PAGE EXTRACT –
On December 24th, a group of some of the brightest minds in Egypt gathered together for a special trip to Sinai – to St. Catherine, to be precise. It was a trip designed to showcase a different approach to healing Egypt’s ailing tourism and one which Cairo Gossip’s Mahmoud Hussein got the chance to get in on – one of the very few members of the English-language media to do so.
As a mountaineer-in-the-making, he jumped at the chance; but the three-day trip also gave him a firsthand look at how dire things really are…
It’s become the biggest cliché in the country, but tourism in Egypt really is in the dumps. There were signs that suggested this could change earlier in the year, but things took a turn for the worse in October when the Russian plane that essentially disintegrated over Sinai after taking off from Sharm El Sheikh shook the world’s confidence in Egypt even further.
In Cairo, we might not quite realise the impact of these kinds of incidents, but for those who make a living from the tourism industry both directly and indirectly, the struggle is real.

WORK ORDER – Write the next part of the piece about the St. Catherine trip and Egypt's tourism slump, picking up after its final sentence. The lines that come next are from an unrelated source.

EXCERPTED RECORDS –
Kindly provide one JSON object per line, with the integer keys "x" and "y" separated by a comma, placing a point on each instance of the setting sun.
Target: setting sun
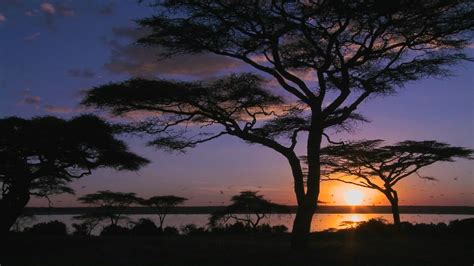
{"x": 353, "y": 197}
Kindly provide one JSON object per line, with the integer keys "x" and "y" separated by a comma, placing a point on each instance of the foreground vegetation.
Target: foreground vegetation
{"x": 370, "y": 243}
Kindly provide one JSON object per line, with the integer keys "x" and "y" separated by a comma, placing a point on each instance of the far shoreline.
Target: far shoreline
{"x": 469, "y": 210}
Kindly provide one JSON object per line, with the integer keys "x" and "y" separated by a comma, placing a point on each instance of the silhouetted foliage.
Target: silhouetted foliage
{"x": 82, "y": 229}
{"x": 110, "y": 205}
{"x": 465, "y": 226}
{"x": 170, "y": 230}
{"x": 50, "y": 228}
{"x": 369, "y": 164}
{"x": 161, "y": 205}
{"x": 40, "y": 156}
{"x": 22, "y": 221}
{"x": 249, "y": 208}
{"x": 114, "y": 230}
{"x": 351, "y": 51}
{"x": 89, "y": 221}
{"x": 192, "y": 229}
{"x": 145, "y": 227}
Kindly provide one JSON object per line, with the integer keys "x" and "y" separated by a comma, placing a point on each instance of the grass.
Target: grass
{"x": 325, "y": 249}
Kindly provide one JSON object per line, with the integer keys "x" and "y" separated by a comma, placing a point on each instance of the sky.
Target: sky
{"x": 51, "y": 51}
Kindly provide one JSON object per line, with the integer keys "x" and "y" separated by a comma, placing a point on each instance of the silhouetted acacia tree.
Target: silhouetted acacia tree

* * *

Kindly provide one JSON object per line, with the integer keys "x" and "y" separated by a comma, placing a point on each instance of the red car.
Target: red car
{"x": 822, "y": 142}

...

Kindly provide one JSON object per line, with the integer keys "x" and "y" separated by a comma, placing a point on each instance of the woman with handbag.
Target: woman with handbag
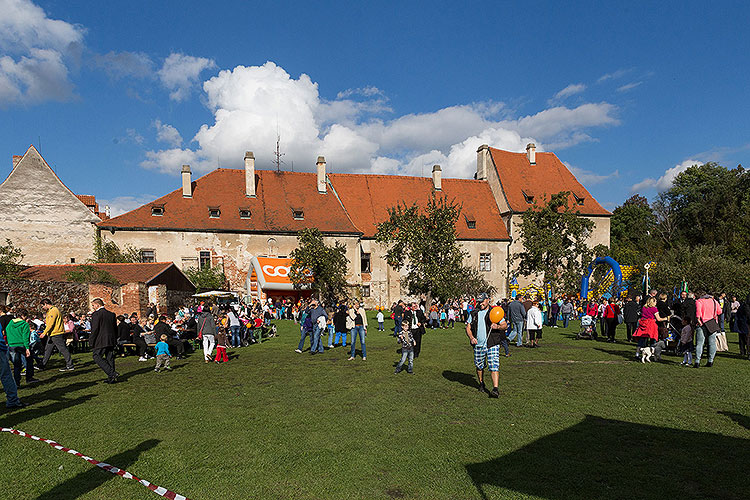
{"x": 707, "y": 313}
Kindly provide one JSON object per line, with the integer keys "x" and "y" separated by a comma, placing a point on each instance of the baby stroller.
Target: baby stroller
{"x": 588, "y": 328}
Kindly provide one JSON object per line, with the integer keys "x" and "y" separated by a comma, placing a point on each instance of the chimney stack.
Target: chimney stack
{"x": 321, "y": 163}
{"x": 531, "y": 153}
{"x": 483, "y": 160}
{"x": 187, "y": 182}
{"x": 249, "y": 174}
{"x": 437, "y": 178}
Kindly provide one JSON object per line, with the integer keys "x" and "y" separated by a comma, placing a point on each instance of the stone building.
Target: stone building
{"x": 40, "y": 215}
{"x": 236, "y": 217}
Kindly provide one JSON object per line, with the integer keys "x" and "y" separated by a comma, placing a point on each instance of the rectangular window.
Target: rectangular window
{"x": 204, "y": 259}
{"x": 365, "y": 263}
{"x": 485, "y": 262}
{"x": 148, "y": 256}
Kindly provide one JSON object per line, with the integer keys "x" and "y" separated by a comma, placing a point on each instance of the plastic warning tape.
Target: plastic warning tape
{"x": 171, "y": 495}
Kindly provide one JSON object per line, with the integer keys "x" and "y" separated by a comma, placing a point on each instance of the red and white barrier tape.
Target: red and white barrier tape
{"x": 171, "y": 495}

TASK RESPONSE –
Being an aspiring mountaineer, I was bouncing off the walls when I was invited by Al Masry Al Youm to represent Cairo Gossip in an initiative launched by a collaborative effort between the newspaper, the United Nations Development Program and Omar Samra’s Wild Guanabana – one intended to support tourism, particularly ecotourism, in Egypt.
The mission? To climb St. Katherine.
For me, Sinai is the perfect getaway from the hustle and bustle of Cairo; a peninsula full of culture and unique identity; a vast land of sand and beautiful beaches jam-packed with coral reefs; a land full of mountains and wildlife. The ‘Sinai experience’ is close to my heart.
Other than the vast landscapes and soothing beaches, Sinai is of course home to the 2,629-meter-high mountain, St. Katherine – the highest point in Egypt.
As soon as I landed from the plane, I could feel how bad things were. Sharm El Sheikh Airport was completely empty. Everything was closed, including the Duty Free shop, with only one cafe open – a damning sign of the times.
We woke up at dawn, had breakfast and were on our way. Having climbed St Catherine Sinai last spring, I knew what to expect to a certain extent. I wore four layers of clothing – including two pairs of ‘kalosun’ – plus a heavy-duty jacket. Pretty soon into the trek, though, I realised that I had wildly overcompensated and was roasting under the layers.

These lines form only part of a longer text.